Temukan setiap baris dalam materi di bawah ini yang memuat kata "roof", lalu salin baris-baris tersebut. Huruf besar dan huruf kecil dibedakan.
- - -
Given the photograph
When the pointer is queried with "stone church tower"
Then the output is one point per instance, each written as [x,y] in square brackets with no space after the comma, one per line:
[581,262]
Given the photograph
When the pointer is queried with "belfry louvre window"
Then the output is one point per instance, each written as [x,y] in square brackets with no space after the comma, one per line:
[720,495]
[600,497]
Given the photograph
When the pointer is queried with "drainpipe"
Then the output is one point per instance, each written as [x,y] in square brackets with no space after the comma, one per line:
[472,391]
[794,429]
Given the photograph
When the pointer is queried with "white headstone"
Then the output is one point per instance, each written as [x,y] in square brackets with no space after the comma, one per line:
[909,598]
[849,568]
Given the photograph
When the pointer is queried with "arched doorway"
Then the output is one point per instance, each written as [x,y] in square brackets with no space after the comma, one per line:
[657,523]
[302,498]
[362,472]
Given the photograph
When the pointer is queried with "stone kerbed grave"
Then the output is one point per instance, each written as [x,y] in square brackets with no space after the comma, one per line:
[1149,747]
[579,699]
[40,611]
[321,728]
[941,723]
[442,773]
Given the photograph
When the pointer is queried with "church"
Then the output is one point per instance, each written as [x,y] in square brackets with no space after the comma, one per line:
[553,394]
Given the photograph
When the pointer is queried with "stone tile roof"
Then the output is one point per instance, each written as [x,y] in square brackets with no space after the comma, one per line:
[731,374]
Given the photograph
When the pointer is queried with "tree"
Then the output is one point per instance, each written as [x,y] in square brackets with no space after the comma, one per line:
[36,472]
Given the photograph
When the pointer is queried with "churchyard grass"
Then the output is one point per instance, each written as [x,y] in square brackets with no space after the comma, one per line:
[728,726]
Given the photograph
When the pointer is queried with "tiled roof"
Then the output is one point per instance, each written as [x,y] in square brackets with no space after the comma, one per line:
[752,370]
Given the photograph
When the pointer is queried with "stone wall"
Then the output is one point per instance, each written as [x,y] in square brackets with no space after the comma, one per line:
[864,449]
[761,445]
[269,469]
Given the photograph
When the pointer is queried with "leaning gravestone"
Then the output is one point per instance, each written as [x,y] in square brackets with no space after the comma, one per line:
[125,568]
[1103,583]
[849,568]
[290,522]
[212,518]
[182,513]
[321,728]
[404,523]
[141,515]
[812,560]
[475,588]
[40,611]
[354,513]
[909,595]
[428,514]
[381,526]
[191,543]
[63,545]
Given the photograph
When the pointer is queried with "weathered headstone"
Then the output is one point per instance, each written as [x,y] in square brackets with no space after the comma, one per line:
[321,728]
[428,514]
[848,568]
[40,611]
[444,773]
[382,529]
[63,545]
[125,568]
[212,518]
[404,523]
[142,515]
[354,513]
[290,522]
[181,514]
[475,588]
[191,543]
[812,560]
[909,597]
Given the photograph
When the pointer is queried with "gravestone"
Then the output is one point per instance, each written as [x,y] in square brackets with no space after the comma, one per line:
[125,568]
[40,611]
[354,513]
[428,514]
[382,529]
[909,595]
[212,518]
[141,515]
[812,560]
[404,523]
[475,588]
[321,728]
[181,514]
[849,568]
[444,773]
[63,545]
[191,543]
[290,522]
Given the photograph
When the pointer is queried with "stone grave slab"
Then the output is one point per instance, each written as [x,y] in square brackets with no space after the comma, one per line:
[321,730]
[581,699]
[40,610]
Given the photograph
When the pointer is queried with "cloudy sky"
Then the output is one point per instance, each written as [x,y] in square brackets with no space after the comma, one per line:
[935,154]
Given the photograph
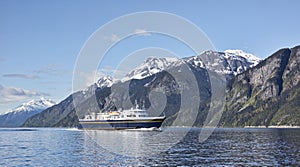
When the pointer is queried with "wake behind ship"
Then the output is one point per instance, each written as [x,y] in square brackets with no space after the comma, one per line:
[123,119]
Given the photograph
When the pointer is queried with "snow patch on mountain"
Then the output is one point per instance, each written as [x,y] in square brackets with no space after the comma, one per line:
[34,105]
[150,66]
[17,116]
[105,81]
[254,60]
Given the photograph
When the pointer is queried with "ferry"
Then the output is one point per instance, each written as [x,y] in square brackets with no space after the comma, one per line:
[122,119]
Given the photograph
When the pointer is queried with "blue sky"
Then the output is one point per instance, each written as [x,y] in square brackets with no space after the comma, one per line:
[40,39]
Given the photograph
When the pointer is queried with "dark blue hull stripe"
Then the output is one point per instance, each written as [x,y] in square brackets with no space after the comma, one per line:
[120,124]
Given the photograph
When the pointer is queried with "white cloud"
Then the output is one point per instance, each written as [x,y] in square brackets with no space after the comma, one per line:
[142,32]
[12,94]
[2,59]
[53,69]
[112,38]
[23,76]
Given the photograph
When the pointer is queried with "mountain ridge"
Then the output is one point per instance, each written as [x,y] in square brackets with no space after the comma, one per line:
[17,116]
[247,93]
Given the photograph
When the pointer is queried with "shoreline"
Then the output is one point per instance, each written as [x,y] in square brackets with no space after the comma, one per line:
[274,127]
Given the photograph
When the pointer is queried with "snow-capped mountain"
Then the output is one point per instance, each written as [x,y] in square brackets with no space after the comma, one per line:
[18,115]
[149,67]
[239,53]
[105,81]
[230,62]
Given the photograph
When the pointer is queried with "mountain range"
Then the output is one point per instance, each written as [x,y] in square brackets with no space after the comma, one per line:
[20,114]
[259,92]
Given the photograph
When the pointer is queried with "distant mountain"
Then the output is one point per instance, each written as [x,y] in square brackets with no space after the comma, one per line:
[258,92]
[149,67]
[267,94]
[230,62]
[151,76]
[20,114]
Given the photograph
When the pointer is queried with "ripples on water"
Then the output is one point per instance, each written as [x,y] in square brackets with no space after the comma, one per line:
[230,147]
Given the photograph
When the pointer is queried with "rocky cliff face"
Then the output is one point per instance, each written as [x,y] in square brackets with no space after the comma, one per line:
[265,94]
[262,94]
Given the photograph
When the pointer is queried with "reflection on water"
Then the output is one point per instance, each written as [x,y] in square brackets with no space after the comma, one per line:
[137,143]
[232,147]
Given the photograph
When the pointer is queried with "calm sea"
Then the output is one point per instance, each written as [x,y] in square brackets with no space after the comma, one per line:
[225,147]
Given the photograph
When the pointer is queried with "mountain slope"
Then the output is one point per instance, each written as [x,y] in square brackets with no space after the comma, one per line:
[20,114]
[264,94]
[268,94]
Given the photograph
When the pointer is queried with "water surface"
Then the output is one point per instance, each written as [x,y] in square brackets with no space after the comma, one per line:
[71,147]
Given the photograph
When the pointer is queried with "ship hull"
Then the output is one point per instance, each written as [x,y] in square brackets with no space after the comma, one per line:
[120,124]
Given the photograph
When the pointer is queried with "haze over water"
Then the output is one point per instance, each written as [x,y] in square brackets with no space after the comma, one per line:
[70,147]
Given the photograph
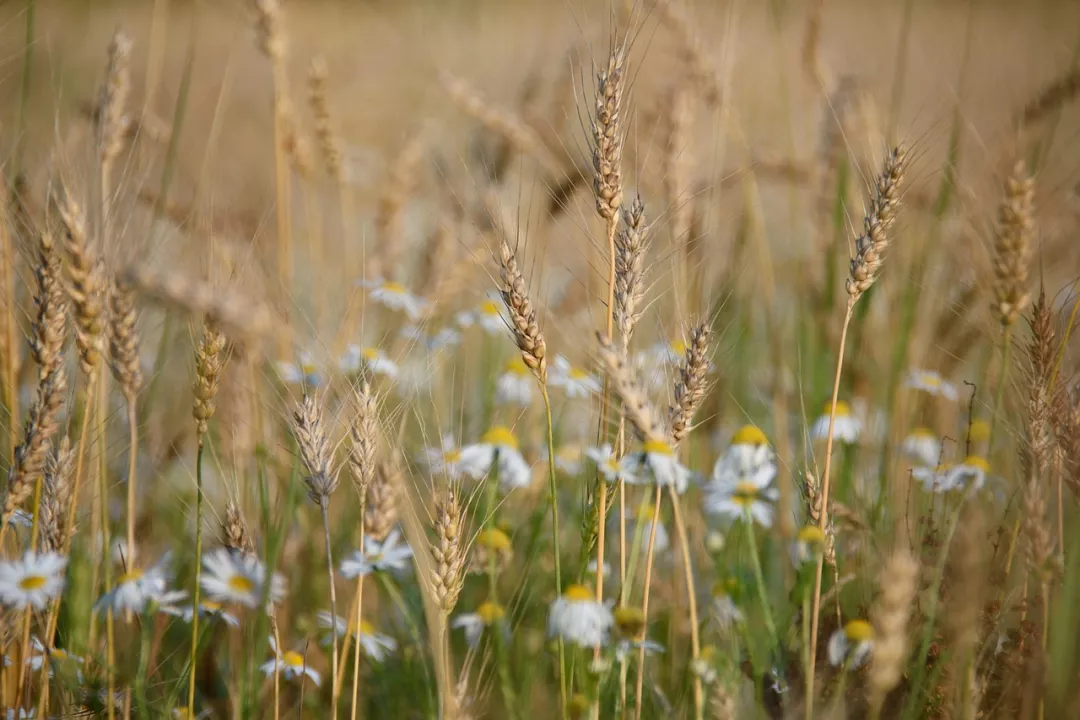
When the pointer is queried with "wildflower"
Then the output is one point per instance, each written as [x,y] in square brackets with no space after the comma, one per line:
- - -
■ Jawaban Latihan
When the pointer is queried with "stone tile roof"
When the pointer is queried with "tiled roof"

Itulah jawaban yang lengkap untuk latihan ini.